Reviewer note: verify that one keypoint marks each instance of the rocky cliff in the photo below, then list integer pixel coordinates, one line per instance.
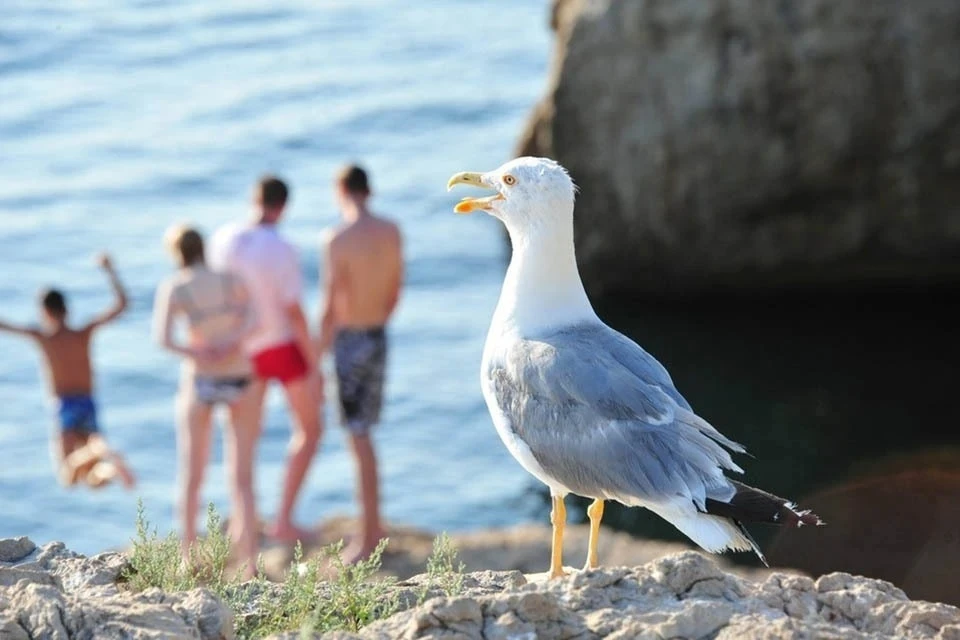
(53, 593)
(756, 145)
(682, 596)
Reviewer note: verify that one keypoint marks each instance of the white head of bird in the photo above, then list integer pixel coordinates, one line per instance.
(534, 200)
(533, 195)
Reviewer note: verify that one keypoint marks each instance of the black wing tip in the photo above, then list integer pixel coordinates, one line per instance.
(804, 516)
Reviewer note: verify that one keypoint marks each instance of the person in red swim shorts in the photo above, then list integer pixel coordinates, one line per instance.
(280, 348)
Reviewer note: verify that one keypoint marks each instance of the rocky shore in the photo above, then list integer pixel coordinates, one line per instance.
(52, 592)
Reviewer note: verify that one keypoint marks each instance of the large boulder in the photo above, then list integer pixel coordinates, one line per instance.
(757, 144)
(52, 592)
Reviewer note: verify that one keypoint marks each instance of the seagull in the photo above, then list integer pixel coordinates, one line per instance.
(583, 408)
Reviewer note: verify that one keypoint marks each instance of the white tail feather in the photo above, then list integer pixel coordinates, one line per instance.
(711, 533)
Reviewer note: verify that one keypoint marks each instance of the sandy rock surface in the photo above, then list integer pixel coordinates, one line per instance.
(53, 593)
(682, 596)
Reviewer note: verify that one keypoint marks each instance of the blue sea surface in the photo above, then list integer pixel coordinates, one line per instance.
(118, 119)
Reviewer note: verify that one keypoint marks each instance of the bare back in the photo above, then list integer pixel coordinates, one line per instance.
(367, 258)
(213, 304)
(67, 355)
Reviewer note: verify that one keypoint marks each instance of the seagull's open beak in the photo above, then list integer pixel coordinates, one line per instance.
(469, 205)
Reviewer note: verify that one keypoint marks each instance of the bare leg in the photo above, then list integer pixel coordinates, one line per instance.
(558, 518)
(100, 465)
(595, 513)
(305, 405)
(371, 529)
(241, 443)
(73, 458)
(193, 445)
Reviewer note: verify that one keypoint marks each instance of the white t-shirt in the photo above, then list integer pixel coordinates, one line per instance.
(270, 269)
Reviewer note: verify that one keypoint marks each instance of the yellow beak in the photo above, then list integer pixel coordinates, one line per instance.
(469, 205)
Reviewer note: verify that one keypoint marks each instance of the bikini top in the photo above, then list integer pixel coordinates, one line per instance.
(227, 304)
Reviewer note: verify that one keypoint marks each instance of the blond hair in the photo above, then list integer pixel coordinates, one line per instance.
(185, 244)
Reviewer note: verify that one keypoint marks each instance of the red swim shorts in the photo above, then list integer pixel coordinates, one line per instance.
(283, 363)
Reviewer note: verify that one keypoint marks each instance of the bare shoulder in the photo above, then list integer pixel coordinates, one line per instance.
(389, 228)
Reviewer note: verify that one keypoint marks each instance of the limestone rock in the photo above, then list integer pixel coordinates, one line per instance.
(755, 145)
(13, 549)
(682, 596)
(52, 592)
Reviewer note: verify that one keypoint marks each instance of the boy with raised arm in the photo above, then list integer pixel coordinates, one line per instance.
(364, 273)
(83, 454)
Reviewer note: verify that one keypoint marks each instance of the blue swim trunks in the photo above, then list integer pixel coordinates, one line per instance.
(78, 413)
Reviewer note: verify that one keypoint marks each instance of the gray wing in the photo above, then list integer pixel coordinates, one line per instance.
(603, 417)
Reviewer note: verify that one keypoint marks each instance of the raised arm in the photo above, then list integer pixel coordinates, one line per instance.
(119, 295)
(27, 332)
(331, 289)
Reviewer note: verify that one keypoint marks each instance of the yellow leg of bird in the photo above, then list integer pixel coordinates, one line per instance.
(558, 518)
(595, 513)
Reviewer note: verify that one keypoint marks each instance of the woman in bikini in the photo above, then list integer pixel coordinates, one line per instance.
(215, 371)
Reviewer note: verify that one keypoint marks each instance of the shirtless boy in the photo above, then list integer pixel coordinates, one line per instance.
(83, 454)
(363, 272)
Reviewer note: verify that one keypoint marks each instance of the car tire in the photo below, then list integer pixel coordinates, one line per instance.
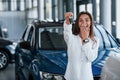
(4, 60)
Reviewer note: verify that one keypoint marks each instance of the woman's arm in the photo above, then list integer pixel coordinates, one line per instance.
(91, 49)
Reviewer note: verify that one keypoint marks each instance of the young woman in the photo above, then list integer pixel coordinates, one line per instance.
(82, 46)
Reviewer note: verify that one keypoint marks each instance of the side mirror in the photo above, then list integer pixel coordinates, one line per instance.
(25, 45)
(118, 39)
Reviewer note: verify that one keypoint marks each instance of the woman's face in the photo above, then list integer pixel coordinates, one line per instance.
(84, 22)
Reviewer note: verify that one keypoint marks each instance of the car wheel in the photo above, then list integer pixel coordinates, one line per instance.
(4, 60)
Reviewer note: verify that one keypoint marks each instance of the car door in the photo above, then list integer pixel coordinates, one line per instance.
(26, 47)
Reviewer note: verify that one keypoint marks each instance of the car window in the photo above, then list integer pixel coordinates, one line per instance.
(52, 38)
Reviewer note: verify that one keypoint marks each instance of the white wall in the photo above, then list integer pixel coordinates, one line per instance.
(14, 22)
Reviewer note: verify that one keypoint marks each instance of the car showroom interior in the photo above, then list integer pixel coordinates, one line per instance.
(32, 45)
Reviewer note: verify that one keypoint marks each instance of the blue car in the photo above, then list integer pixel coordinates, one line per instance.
(7, 51)
(41, 52)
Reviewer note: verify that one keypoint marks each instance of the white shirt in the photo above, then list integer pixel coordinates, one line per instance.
(80, 56)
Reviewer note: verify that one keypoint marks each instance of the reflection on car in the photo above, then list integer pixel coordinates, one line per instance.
(41, 52)
(7, 51)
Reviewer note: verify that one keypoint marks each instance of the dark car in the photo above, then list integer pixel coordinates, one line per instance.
(7, 51)
(41, 52)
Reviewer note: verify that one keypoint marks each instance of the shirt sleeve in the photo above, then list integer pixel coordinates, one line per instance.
(91, 49)
(67, 32)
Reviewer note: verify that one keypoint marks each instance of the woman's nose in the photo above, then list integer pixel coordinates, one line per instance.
(84, 23)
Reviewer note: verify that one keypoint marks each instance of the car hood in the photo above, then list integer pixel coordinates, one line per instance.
(58, 58)
(4, 42)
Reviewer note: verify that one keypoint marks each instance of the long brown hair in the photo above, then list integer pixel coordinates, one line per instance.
(76, 29)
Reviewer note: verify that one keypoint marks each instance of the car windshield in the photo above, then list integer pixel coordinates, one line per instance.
(106, 40)
(52, 38)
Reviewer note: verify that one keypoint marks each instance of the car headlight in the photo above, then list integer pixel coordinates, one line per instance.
(49, 76)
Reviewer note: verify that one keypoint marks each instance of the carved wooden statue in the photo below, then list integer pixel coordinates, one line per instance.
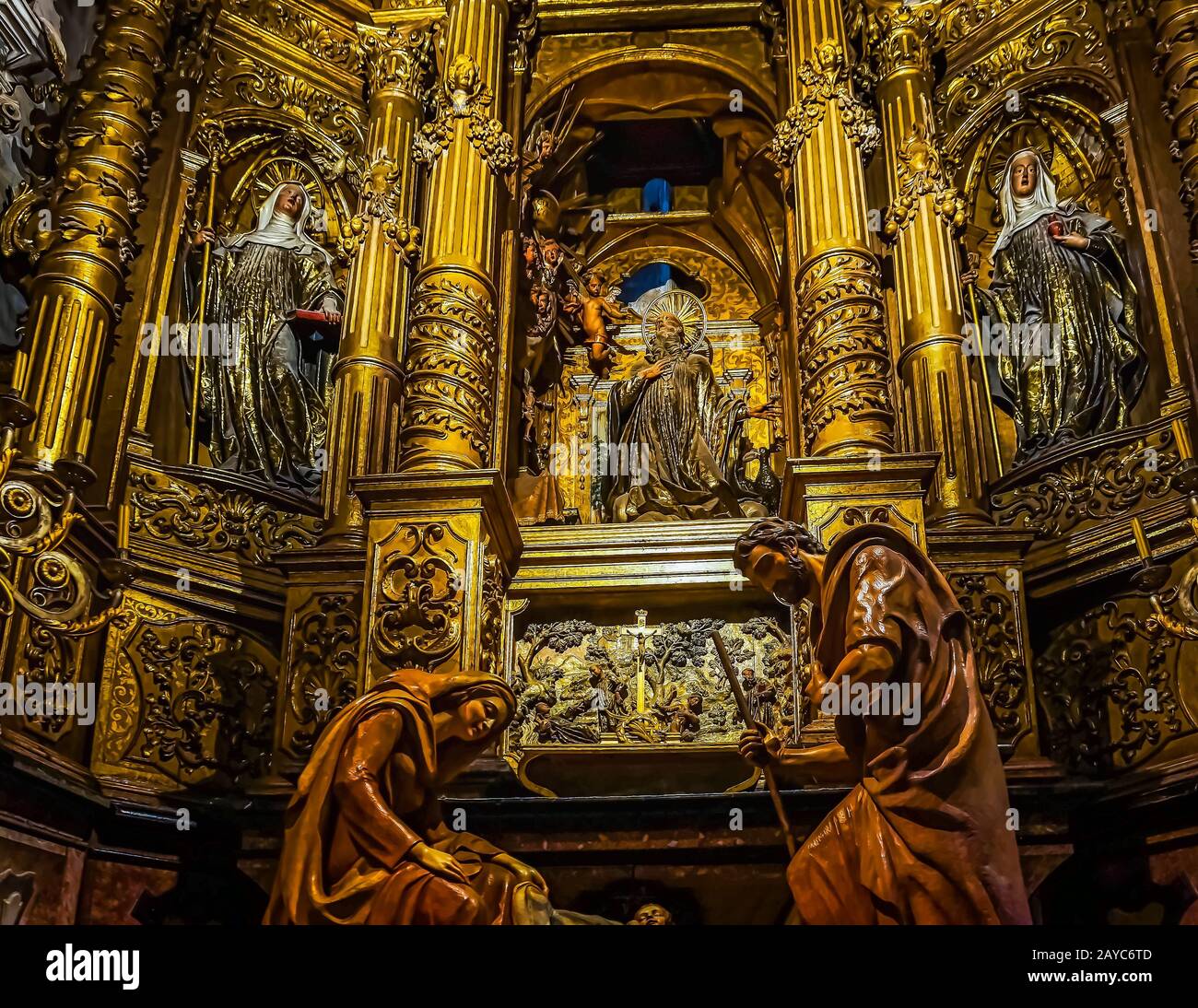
(1067, 356)
(922, 837)
(366, 843)
(267, 419)
(675, 413)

- [What is required]: Output every one of the entries above as a numbered list, omitting blank lines and leaving the pictures out.

- [Complete answer]:
1. Reviewer note: verify that one keypoint marks each instance of the rocky cliff in the photo below, then list integer pixel coordinates, one line per instance.
2. (53, 593)
3. (756, 145)
4. (682, 596)
5. Reviewer note: verify that one keypoint marks each instance of the white head of bird in the photo above, then list integer pixel coordinates, one line per instance.
6. (534, 200)
7. (533, 195)
8. Reviewer note: verify that one keypoint marks each instance of the black wing tip in the photo above, then list integer pixel coordinates, one line per instance.
9. (804, 516)
10. Reviewer note: verify that one keypoint marks each instance of the person in red swim shorts in the photo above, then list integer pixel coordinates, one line per instance.
11. (280, 348)
12. Reviewer note: verify that one keypoint marks each instance of the rocky shore in the photo above, then list integer pixel coordinates, one line per instance.
13. (52, 592)
14. Reviewer note: verify that one keypoint marks each instance of the large boulder in the photo above, then list integer pixel coordinates, one line per instance.
15. (757, 144)
16. (52, 592)
17. Reviewer note: verify that one keypoint marks each instance of the seagull in the photo above, then list integer pixel coordinates, one line per instance.
18. (583, 408)
19. Reviewer note: verify that one keypoint marks each instance of the white tail feather in the photo above, then list integer pixel coordinates, one line per instance.
20. (711, 533)
21. Reviewer note: verify that one keypoint marks each instance of the sandy rock surface in the photo above, then list integer pixel coordinates, one line per instance.
22. (53, 593)
23. (682, 596)
24. Reviewer note: verify that one keypoint marks each instance of the blue sea surface in the photo above, then list integer pixel coordinates, one line per instance.
25. (118, 119)
26. Reviewer note: verify that one keypoint marks each instance of the bare back in the photo above, then list integer pixel coordinates, one line per instance.
27. (367, 258)
28. (213, 304)
29. (67, 355)
30. Reviewer note: verify that one keypoint marks each instance of the seagull's open beak in the photo above, then list integer pixel coordinates, one line per instance.
31. (469, 205)
32. Reviewer note: verify that one keypoint marks each instance of the bare leg in the photo above, then list integer pixel coordinates, one line per instance.
33. (558, 518)
34. (100, 465)
35. (595, 513)
36. (305, 405)
37. (371, 529)
38. (241, 443)
39. (73, 458)
40. (193, 445)
41. Reviewer note: verify that one keypoint marks each instance of the white t-shirt in the photo above, then list integer pixel coordinates, one line per instance.
42. (270, 269)
43. Reviewer note: verify that one keypoint marks each instance of the yellow beak in the photo above, then list integer pixel coordinates, one line per instance.
44. (469, 205)
45. Reviewer note: verify that one keypoint marks each instance of the bikini top in the photo above, then list integer pixel coordinates, one line per instance.
46. (227, 304)
47. Reviewer note: verify that one keypoint marks each instance of the blond hair in the photo above, then list integer pixel coordinates, one line per instance.
48. (185, 244)
49. Reviewer note: verify that one keypoint marks each instance of the red swim shorts in the photo above, then list integer pixel coordinates, one line per instance.
50. (283, 363)
51. Reviewer note: verify that one keypoint marks each instance of the bare shoulder in the photo above, then list integer pixel coordinates, one line per instance.
52. (389, 228)
53. Reviewer note: verify that one keypoint marks each instance of the limestone rock in the photo above, then list integer pixel coordinates, one line per instance.
54. (755, 145)
55. (13, 549)
56. (682, 596)
57. (52, 592)
58. Reviewer note: verify that one keypoint marks each instance of the boy with raised arm in the photo above, then list integer pixel coordinates, one line per instance.
59. (364, 273)
60. (83, 454)
61. Reviewer note: verify that one keypoint marks each instance of the blue swim trunks in the photo above, then list integer pixel coordinates, one line per instance.
62. (78, 413)
63. Reviewer note: verify that one keypoint marks each instance of the gray wing in the photo above, then list integer pixel coordinates, one line per instance.
64. (603, 417)
65. Reviewer note: verify that one keypoint marks each instance of the raised arm in the photo above, then list integer pixel coordinates, one line per instance.
66. (119, 295)
67. (27, 332)
68. (331, 289)
69. Reviewer note: verify that one keypoint marks each instance of the yellow leg of bird in the photo above, then list integer pixel coordinates, one line per instance.
70. (558, 518)
71. (595, 513)
72. Reviewer note: verify that one keypoint marks each instance of the woman in bikini in the photo above, then list integer pixel coordinates, one line per instance.
73. (215, 371)
74. Reviewer note: verify that one keypoint marks each instance of the shirtless boy in the photo above, then list integer pixel coordinates, one line per instance.
75. (83, 454)
76. (363, 272)
77. Reviewer note: verify that one keypoint marks each instance of the car tire in the photo below, then list integer pixel coordinates, one line per instance.
78. (4, 60)
79. Reviewer note: verify that one keypoint marks each instance of the woman's arm in the photo above, then list integer pixel coordinates, one line per instance.
80. (91, 49)
81. Reviewer note: verify that one keypoint marks each instance of the young woman in the photo above, then list integer pixel coordinates, one line per instance.
82. (82, 46)
83. Reviewer note: verify that one keypoint marks each instance of the side mirror in the photo above, then list integer pixel coordinates, one line per instance.
84. (25, 45)
85. (118, 39)
86. Reviewer note: verify that one keypoint marks each instance of the woman's face in the photo above, then list integer pixel coordinates, one line per instance.
87. (84, 22)
88. Reviewer note: verify that one keypoint marks each instance of the car wheel in the photo above, then list integer pixel coordinates, one line per instance.
89. (4, 60)
90. Reviewer note: verify that one keypoint marks each instance of the car door in the photo above, then list integer pixel coordinates, one line per instance.
91. (26, 47)
92. Reviewer note: verify that one keypoint marks each instance of the car window in the photo above, then list integer pixel coordinates, one line per instance.
93. (52, 38)
94. Reviewer note: verify that one keypoint marks each instance of the white wall in the photo above, then list integer pixel coordinates, one line per instance.
95. (14, 22)
96. Reviewer note: verify that one keypoint marks each instance of the car showroom interior in the photo above, then list integer pixel coordinates, one line per instance.
97. (32, 45)
98. Reviewer note: verify that one keypoint marks each instance of the blue car in the photo above, then list integer pixel coordinates, one line per instance.
99. (7, 51)
100. (41, 52)
101. Reviewer note: verify that one keypoint marks each instance of the white shirt in the photo above, then list integer pixel coordinates, one line per instance.
102. (80, 56)
103. Reviewer note: verify that one keypoint marks each instance of the reflection on car in the photo above, then list integer pixel coordinates, one line per instance.
104. (41, 52)
105. (7, 51)
106. Reviewer note: verify that one keypoint marks each instance of the dark car in the photo above, then list integer pixel coordinates, one line per instance.
107. (7, 51)
108. (41, 52)
109. Reviewer note: verify that one keypoint marks each instance of the shirt sleeve in the photo above, then list integer pixel coordinates, one line per instance.
110. (91, 49)
111. (67, 32)
112. Reviewer note: verify that one keypoint marks each instance of the woman's nose in the photo above, then list integer pixel coordinates, one line per instance.
113. (84, 23)
114. Reviewer note: verify that one keypoint marks each instance of the car hood in the photo above, then list integer pixel coordinates, one line per instance.
115. (58, 58)
116. (4, 42)
117. Reviewer note: verify that one keypoint marks each instance of the long brown hair in the photo above, then list integer pixel coordinates, one line per instance.
118. (76, 29)
119. Reviewer note: verify that one keypoint marks each instance of the car windshield in the photo above, then list integer pixel coordinates, one line per instance.
120. (106, 40)
121. (52, 38)
122. Reviewer note: verify that one keypoint marks each instance of the car headlight in the photo above, then list integer pixel coordinates, one line per instance.
123. (49, 76)
124. Reviewer note: verify that one keypoint marks each instance of the carved wooden statue in the photo below, then list integer pixel coordinates, one line per instance.
125. (1067, 356)
126. (922, 837)
127. (366, 843)
128. (267, 419)
129. (675, 413)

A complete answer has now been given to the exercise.